**Region pointing data:**

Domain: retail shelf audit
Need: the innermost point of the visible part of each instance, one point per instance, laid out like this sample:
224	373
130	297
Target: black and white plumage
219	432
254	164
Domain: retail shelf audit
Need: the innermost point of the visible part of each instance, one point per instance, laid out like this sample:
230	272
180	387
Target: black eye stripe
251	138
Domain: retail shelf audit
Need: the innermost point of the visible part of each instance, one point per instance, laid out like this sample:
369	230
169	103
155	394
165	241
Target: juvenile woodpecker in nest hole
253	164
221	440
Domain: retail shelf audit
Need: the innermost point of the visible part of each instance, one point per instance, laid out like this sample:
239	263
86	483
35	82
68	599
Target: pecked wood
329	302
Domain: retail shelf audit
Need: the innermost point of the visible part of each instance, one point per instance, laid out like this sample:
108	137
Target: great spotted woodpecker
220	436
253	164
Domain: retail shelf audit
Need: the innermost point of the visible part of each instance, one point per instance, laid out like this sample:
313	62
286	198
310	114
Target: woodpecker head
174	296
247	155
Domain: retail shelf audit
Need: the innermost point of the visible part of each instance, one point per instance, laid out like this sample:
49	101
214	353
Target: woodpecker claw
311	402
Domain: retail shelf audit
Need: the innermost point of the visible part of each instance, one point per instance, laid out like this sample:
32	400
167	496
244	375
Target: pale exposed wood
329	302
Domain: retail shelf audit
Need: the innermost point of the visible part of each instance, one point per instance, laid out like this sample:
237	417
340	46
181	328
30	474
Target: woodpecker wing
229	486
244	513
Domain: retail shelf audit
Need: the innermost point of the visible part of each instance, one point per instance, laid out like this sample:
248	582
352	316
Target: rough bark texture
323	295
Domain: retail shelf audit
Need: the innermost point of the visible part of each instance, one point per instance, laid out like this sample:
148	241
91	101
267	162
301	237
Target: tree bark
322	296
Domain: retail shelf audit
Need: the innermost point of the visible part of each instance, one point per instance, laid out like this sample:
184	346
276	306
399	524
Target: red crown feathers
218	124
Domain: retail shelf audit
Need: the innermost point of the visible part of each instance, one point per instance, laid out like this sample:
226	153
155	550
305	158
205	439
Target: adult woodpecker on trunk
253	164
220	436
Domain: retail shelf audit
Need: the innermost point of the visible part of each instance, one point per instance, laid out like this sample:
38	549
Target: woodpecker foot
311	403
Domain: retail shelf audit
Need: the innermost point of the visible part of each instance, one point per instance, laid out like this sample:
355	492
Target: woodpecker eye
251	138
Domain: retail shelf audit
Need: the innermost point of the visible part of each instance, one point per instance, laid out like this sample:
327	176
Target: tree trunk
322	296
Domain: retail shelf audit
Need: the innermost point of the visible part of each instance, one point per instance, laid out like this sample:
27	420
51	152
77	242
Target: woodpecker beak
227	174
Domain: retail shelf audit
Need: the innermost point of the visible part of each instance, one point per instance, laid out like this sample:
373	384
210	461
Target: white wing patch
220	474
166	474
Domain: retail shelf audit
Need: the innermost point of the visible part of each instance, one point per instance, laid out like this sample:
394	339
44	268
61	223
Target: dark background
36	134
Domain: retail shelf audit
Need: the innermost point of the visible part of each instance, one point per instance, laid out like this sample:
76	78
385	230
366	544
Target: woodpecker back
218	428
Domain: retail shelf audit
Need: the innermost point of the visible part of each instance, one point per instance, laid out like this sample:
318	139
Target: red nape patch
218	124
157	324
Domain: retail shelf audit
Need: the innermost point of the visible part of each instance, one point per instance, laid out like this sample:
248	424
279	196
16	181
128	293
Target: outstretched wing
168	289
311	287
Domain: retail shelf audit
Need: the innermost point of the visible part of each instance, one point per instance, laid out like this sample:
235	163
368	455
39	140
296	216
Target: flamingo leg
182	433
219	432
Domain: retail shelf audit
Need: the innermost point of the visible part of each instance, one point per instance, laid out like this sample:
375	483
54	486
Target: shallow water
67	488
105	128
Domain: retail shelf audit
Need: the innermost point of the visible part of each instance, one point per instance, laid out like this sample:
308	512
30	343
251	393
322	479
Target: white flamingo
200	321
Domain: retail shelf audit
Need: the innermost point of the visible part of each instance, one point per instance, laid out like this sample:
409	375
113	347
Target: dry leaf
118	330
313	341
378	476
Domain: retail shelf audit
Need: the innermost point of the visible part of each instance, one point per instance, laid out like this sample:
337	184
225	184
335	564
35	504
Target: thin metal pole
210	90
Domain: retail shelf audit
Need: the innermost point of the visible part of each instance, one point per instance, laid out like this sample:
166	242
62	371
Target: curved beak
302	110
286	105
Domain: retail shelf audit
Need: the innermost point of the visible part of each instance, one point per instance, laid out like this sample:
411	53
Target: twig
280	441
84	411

**What needs to be done:** The response has to match the records above word for word.

**Finished exercise:**
Domain: retail shelf audit
Need: the innermost point of the visible part of each instance, one point per instance, laid out like this sample:
224	373
130	297
Target: black and white plumage
219	432
254	164
Domain: retail shelf audit
Need: the innermost point of the visible part of each instance, one point per instance, laid out like this sample:
230	272
180	387
Target: black eye stripe
251	138
Domain: retail shelf audit
Need: the innermost point of the visible part of each instance, one point per instance, laid out like this sample:
369	230
169	103
155	394
165	241
Target: juvenile woodpecker in nest hole
253	164
221	440
Domain: retail shelf audit
Need: the innermost point of the visible part of each instance, one point per instance, laid out like this sample:
239	263
86	483
35	82
68	599
Target: pecked wood
329	302
Domain: retail shelf audit
Need: the innermost point of the visible part of each instance, one point per instance, laid out like this sample:
108	137
Target: great spotted woodpecker
220	436
253	164
Domain: retail shelf audit
Need: the innermost point of the visible part of each instance, one point per instance, laid out like this sample:
313	62
286	198
310	114
Target: woodpecker head
174	296
247	155
Domain: retail shelf audit
Need: the innermost point of the visible part of each instance, one point per instance, laid out like this sample:
49	101
214	353
Target: woodpecker claw
311	402
Domain: retail shelf audit
Need: the innermost point of the visible part of each instance, one point per instance, laid out like this sample:
32	400
167	496
244	375
Target: pale exposed wood
329	302
Domain: retail shelf audit
Need: the innermost point of the visible part of each instance, one point per instance, laid out like this sample:
237	417
340	46
181	328
30	474
Target: woodpecker wing
229	486
244	513
Domain: retail shelf audit
Need: the innermost point of the visible part of each instance, one point per instance, laid out like this sample:
248	582
352	316
Target: rough bark texture
323	295
Domain: retail shelf audit
Need: the innermost point of the visible part of each instance, one point per instance, laid out like this sample:
148	241
91	101
267	162
301	237
Target: tree bark
322	296
Domain: retail shelf audit
Need: the innermost point of the visible part of each instance, one point per instance, laid out like this sample:
184	346
276	306
399	524
Target: red crown feathers
218	124
Domain: retail shelf audit
Need: the innermost point of the visible part of each instance, one point per instance, laid out like this sample:
226	153
155	550
305	158
205	439
Target: adult woodpecker on trunk
253	164
220	436
Domain: retail shelf audit
Need: the innermost point of the visible part of each instance, one point per instance, laid out like this sample:
38	549
Target: woodpecker foot
311	403
Domain: retail shelf audit
Need: the innermost point of the visible part of each instance, one point per instance, laid out like this sample:
355	492
Target: woodpecker eye
251	138
Domain: retail shelf audit
Need: the innermost point of the visible part of each instance, one point per instance, laid out like this sample:
327	176
Target: tree trunk
322	296
Domain: retail shelf audit
Need: the innermost point of the visible part of each instance, one point per instance, laid out like this sample:
27	420
51	152
77	242
Target: woodpecker beak
227	174
Domain: retail shelf audit
Need: the innermost point of the visible part of each instance, one point per instance, laid out like this sample:
373	384
210	461
Target: white wing patch
220	474
166	474
Domain: retail shelf audit
Need: the innermost point of the visible part of each instance, one point per instance, laid out like this sample:
394	339
44	268
61	223
Target: dark background
36	134
Domain: retail shelf audit
Need: the innermost point of the visible part of each instance, one point per instance, laid out like this sample:
76	78
385	230
366	544
Target: woodpecker back
218	428
Domain: retail shelf audit
Need: the innermost point of the visible part of each instance, one point per instance, laid out like this sample:
318	139
Target: red nape patch
218	124
157	324
Domain: retail shelf audit
Need: the innermost point of the visible part of each instance, one point per instance, laid out like this sample:
248	424
279	196
16	181
128	293
Target: outstretched wing
168	289
311	287
Domain: retail shelf audit
Need: the innermost point of the visible part of each instance, one point per instance, laid out like this sample:
235	163
368	455
39	140
296	216
Target: flamingo leg
182	433
219	432
Domain: retail shelf audit
Need: the innermost point of the visible part of each instance, one point per instance, laid out like this sample:
375	483
54	486
Target: shallow water
67	488
105	128
Domain: retail shelf audit
Need: the innermost point of the visible part of each instance, one point per instance, laid out like this sample:
308	512
30	343
251	393
322	479
Target: white flamingo
200	321
Domain: retail shelf audit
Need: the innermost point of the visible part of each instance, one point per instance, laid out like this sample:
409	375
113	347
Target: dry leaf
118	330
313	341
378	476
Domain: retail shelf audit
Need: the innermost point of the visible part of each instance, one point per instance, laid out like this sample:
337	184
225	184
335	564
35	504
Target: thin metal pole
210	90
Domain: retail shelf audit
Need: the innermost point of the visible part of each instance, one point per instance, laid out like this sample:
166	242
62	371
Target: curved beak
302	110
286	105
Domain: retail shelf audit
Need: the innermost point of the visible part of each instance, one point per instance, laid out like this sample:
411	53
Target: twig
280	441
84	411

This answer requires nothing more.